Your tasks ▸
1. In the IMDb preprocessing code below, what is the stated purpose of the TextVectorization step? Answer in one to three sentences.
2. In the IMDb preprocessing code below, from which directory is the test data loaded?

In [1]:
from sklearn.datasets import load_files

# load IMDb dataset
trainData = load_files('data/processed/train', categories=['pos', 'neg'],
                        shuffle=True,
                        load_content=True,
                        encoding='UTF-8',
                        random_state=42)
testData = load_files('data/processed/test',
                       categories=['pos', 'neg'],
                        shuffle=True,
                        load_content=True,
                        encoding='UTF-8',
                        random_state=42)

# split dataset for training and testing
xTrain, yTrain, xTest, yTest = trainData.data, trainData.target, testData.data, testData.target

In [3]:
from tensorflow.keras.layers import TextVectorization

# preprocess the text data (tokenization, padding)
tokens = 10000
v = TextVectorization(max_tokens=tokens,
                      output_mode='int',
                      output_sequence_length=500)
v.adapt(xTrain)

xTrainTokens = v(xTrain)
xTestTokens = v(xTest)

Data shown ▸
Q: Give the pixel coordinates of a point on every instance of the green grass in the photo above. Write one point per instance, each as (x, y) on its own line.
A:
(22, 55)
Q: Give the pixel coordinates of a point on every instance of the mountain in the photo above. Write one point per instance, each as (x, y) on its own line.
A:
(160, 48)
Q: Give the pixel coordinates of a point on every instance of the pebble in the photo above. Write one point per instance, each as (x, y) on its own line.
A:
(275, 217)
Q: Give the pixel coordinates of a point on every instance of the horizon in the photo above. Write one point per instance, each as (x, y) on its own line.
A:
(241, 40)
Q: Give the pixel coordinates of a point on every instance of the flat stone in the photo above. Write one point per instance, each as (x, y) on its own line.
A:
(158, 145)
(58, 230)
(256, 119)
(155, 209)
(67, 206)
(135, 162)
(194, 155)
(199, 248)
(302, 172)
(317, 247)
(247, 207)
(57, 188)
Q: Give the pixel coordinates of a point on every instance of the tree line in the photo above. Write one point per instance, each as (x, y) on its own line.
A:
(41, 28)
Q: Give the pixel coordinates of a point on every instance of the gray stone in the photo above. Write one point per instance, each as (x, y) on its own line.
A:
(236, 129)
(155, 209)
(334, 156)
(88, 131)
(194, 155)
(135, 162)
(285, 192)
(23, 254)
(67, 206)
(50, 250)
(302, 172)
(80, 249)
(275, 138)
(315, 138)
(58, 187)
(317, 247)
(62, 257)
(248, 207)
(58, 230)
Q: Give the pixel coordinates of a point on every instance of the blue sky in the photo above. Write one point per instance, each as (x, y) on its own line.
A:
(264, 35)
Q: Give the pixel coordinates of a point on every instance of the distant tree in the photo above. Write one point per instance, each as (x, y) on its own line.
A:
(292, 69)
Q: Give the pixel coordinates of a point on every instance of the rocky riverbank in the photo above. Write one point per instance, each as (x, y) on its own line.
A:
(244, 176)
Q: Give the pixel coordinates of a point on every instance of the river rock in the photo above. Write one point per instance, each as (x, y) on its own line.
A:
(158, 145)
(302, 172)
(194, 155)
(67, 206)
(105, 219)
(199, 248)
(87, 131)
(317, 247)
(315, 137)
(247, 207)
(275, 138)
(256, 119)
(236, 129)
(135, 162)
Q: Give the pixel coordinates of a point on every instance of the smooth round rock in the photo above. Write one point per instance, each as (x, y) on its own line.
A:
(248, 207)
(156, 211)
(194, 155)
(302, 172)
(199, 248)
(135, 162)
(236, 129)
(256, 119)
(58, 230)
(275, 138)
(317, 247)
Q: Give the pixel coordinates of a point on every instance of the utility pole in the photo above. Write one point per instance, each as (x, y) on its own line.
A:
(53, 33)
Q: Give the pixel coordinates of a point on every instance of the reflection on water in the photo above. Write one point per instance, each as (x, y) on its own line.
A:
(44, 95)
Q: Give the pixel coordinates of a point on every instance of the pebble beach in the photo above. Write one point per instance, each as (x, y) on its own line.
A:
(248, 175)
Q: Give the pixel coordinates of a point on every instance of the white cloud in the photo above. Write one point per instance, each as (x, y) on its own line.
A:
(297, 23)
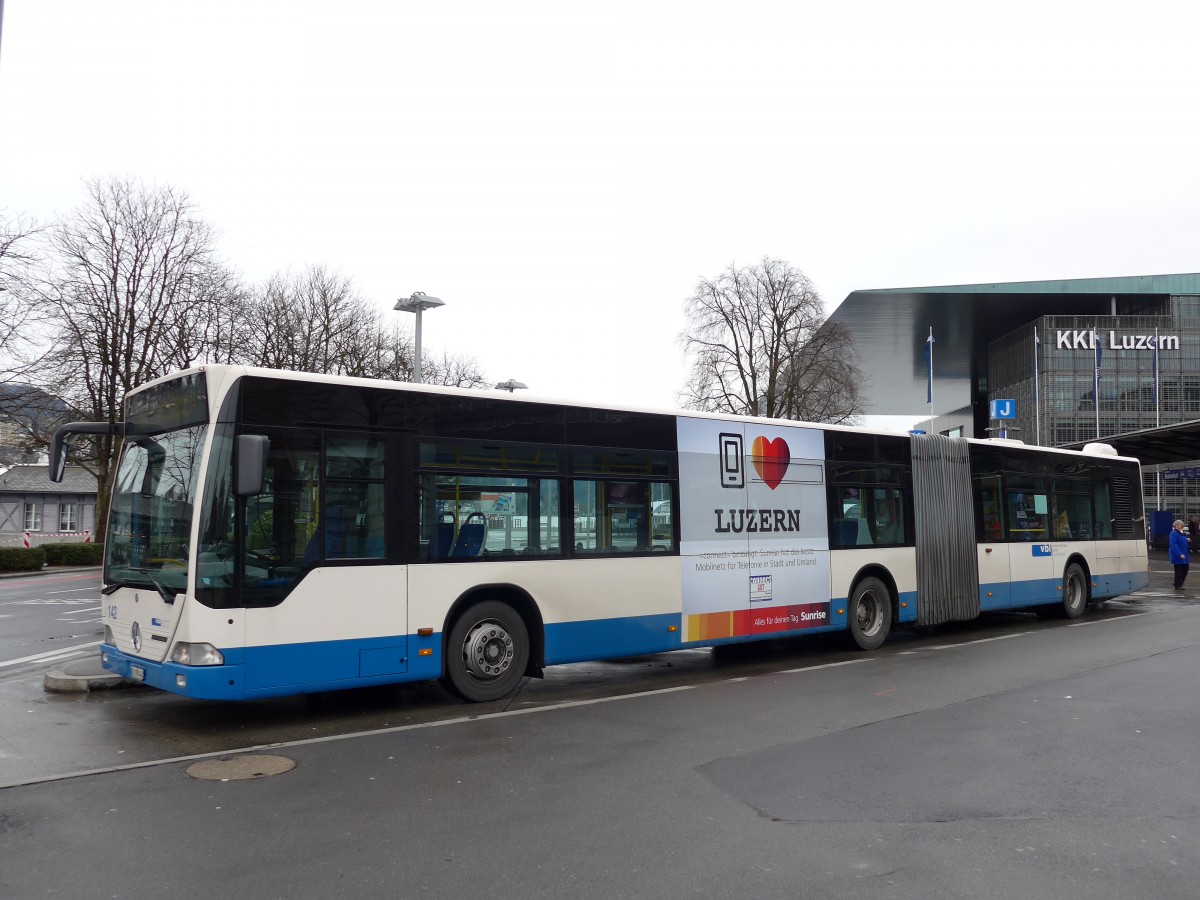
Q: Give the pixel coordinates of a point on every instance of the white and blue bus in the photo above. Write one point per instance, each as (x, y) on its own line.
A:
(275, 533)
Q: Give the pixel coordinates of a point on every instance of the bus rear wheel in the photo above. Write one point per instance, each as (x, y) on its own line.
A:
(1074, 597)
(486, 653)
(870, 613)
(1074, 592)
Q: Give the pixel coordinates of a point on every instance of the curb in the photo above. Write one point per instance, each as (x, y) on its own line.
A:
(53, 570)
(82, 676)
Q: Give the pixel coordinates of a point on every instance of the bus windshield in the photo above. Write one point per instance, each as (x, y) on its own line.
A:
(151, 516)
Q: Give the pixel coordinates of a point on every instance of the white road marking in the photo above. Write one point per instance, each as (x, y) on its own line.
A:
(1103, 622)
(418, 726)
(39, 657)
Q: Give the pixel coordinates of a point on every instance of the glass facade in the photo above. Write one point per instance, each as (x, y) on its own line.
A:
(1099, 376)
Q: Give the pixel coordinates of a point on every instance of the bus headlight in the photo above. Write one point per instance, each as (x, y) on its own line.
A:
(197, 654)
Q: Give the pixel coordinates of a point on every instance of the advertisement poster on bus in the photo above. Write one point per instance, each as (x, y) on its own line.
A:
(754, 539)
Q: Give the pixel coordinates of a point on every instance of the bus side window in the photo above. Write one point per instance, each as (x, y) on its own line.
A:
(619, 517)
(888, 516)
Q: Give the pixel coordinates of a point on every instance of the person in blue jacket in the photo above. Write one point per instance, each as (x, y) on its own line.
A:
(1179, 547)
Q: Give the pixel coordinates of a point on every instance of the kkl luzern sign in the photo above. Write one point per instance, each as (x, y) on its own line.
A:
(1087, 340)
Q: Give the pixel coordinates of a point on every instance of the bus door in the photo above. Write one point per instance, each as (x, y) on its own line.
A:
(1031, 553)
(995, 591)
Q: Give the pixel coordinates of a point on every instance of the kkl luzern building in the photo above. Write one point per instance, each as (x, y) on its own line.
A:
(1077, 360)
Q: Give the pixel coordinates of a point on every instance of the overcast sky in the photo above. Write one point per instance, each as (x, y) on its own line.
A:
(562, 174)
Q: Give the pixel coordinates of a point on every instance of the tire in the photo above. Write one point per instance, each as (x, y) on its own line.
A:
(1074, 592)
(487, 652)
(870, 613)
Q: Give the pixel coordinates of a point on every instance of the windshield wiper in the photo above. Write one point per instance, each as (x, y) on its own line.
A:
(168, 595)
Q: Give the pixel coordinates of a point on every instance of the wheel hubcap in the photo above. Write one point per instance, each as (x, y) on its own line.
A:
(868, 613)
(487, 651)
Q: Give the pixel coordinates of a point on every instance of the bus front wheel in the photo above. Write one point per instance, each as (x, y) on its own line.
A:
(486, 653)
(870, 613)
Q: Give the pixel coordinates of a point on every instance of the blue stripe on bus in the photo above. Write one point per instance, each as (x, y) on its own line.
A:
(280, 670)
(599, 639)
(1013, 595)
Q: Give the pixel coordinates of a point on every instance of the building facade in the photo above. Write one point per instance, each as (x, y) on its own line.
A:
(49, 513)
(1063, 361)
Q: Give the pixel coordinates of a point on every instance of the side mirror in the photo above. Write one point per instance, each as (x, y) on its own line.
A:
(251, 465)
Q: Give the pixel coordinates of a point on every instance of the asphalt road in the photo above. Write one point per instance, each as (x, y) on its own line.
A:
(43, 616)
(1008, 757)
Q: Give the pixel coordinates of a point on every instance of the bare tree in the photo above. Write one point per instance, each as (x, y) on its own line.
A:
(760, 346)
(18, 253)
(123, 279)
(312, 322)
(317, 322)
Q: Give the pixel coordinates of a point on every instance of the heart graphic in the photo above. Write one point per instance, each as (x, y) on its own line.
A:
(771, 460)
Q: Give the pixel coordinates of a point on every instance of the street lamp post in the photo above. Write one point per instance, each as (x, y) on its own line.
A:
(418, 303)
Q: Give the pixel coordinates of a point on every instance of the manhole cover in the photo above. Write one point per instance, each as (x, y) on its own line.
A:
(240, 768)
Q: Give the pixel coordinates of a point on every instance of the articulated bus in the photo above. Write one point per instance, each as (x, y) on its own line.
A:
(275, 533)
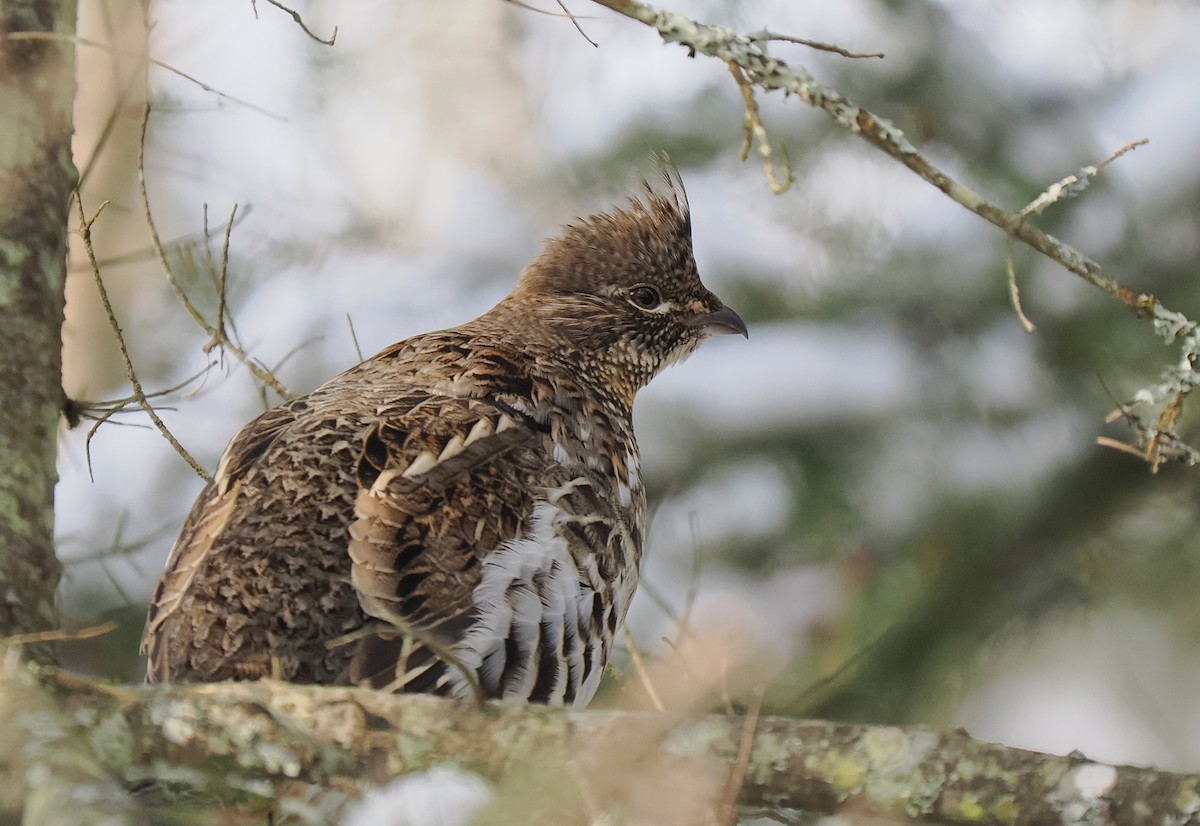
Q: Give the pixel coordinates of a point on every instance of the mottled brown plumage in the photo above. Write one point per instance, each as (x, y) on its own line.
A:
(462, 513)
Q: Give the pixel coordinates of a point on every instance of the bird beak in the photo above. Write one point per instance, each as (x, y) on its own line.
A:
(723, 322)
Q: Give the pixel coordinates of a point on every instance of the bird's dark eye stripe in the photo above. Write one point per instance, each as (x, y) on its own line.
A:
(645, 297)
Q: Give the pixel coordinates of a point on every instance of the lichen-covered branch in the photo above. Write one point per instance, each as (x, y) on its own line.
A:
(36, 178)
(244, 741)
(768, 72)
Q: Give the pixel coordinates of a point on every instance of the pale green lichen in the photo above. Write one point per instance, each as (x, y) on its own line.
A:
(771, 756)
(177, 720)
(696, 740)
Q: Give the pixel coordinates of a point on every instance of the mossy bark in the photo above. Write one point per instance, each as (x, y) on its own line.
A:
(36, 179)
(71, 742)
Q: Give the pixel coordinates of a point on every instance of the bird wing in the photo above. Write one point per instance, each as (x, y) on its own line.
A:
(209, 516)
(442, 485)
(477, 550)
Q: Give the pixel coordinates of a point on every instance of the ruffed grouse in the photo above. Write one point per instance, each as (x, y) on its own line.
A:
(463, 513)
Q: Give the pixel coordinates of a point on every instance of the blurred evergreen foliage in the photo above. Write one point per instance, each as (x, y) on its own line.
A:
(987, 550)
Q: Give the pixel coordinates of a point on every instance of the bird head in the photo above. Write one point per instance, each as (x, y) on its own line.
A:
(623, 291)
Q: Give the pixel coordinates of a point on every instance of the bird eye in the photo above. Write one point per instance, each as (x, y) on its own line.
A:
(645, 297)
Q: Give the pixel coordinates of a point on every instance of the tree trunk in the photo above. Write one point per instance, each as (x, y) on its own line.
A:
(36, 179)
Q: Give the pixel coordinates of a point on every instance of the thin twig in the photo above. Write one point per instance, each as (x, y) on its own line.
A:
(529, 7)
(725, 813)
(1073, 185)
(635, 654)
(225, 271)
(750, 65)
(138, 394)
(295, 16)
(576, 23)
(148, 253)
(813, 43)
(354, 337)
(58, 635)
(259, 372)
(83, 41)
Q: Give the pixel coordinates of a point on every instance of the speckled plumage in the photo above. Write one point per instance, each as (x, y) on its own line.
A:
(461, 514)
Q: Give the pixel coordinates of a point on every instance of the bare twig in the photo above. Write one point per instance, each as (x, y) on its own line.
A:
(225, 273)
(750, 65)
(148, 253)
(725, 813)
(635, 654)
(148, 59)
(813, 45)
(295, 16)
(138, 393)
(219, 334)
(576, 23)
(354, 337)
(1073, 185)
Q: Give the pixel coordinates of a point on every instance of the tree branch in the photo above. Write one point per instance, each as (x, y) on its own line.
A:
(235, 740)
(1157, 438)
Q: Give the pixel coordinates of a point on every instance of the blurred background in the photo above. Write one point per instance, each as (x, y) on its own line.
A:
(891, 494)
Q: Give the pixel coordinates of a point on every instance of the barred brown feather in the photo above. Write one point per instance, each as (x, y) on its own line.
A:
(462, 513)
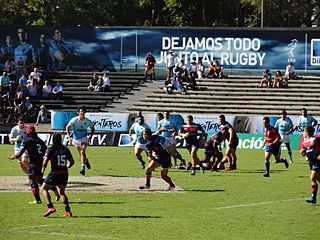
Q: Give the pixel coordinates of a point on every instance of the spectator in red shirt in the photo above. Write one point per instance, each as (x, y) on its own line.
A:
(272, 144)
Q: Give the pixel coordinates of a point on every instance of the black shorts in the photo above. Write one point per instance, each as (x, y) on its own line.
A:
(34, 171)
(56, 179)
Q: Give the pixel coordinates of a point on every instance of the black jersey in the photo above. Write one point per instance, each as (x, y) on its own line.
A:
(36, 149)
(58, 156)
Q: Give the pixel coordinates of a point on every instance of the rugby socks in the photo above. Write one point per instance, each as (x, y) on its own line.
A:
(148, 179)
(314, 189)
(267, 166)
(35, 191)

Solutions by task ▸
1. The comment says it preprocesses the text data by tokenization and padding. The vectorizer is limited to 10,000 tokens, produces integer output, and makes every sequence 500 long. It is adapted to the training texts and then applied to both the training and test texts.

2. data/processed/test